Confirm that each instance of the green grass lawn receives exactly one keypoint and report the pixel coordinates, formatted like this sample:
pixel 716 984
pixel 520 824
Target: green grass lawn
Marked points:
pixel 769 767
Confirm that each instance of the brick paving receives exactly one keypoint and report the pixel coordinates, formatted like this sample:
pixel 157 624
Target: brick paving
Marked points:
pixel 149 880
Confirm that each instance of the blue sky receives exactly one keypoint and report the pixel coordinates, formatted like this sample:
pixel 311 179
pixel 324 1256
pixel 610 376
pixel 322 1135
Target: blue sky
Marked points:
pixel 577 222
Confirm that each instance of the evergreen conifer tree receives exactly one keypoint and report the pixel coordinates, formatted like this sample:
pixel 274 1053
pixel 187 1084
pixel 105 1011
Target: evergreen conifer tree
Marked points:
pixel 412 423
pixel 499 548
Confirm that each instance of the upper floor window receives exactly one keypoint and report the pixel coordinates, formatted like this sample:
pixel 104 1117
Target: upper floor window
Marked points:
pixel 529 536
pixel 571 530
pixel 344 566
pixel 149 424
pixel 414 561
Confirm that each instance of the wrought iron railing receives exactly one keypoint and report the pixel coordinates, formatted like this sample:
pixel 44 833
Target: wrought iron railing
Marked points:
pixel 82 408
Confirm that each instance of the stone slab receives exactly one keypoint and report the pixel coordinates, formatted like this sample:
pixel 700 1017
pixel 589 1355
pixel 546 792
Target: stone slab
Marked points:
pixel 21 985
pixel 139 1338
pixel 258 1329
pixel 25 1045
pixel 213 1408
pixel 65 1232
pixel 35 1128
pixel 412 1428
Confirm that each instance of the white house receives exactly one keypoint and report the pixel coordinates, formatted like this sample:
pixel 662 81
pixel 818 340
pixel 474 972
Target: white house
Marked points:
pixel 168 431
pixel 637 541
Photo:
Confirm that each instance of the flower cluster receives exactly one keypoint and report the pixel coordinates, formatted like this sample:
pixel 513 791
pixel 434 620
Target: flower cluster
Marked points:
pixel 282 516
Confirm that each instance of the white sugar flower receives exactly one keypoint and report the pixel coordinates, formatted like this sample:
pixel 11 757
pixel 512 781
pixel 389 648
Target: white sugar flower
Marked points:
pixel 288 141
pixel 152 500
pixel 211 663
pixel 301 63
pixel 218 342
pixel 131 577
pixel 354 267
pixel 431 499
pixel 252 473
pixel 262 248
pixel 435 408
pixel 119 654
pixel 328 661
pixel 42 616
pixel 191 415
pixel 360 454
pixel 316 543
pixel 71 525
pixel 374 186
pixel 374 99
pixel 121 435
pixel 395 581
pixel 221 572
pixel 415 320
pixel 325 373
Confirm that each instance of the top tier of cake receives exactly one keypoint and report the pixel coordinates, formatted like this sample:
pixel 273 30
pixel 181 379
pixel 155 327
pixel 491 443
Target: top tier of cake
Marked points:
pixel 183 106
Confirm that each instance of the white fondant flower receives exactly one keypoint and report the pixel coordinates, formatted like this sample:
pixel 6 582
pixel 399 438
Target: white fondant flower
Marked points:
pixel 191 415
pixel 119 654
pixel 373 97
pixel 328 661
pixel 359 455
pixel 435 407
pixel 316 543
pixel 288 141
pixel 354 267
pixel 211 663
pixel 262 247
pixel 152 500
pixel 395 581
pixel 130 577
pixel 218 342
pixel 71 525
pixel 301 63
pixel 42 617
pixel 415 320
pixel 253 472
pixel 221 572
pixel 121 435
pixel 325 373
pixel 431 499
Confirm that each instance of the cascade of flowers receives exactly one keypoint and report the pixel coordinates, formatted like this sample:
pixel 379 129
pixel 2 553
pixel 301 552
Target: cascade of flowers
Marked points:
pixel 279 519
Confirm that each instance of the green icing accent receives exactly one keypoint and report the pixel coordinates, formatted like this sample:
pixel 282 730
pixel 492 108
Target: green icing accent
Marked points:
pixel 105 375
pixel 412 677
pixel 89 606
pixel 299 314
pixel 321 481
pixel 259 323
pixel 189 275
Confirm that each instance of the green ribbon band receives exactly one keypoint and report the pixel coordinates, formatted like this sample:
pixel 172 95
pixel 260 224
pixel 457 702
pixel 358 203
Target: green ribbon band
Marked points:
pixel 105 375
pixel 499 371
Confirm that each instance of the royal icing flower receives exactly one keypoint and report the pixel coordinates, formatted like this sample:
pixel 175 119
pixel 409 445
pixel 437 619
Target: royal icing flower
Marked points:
#####
_Task details_
Reproduce the listing starting with the line containing "Confirm that each instance of the cascade" and going on through the line containing "pixel 279 519", shifting both pixel coordinates of every marked point by adding 148 and keeping all other lines, including the sample coordinates, unchanged.

_Answer to this exercise_
Confirm that each instance of the cascade of flowers receives exactly one keypoint and report the pixel coordinates, formatted like this sample:
pixel 379 129
pixel 2 553
pixel 301 552
Target: cascade of flowers
Marked points:
pixel 427 667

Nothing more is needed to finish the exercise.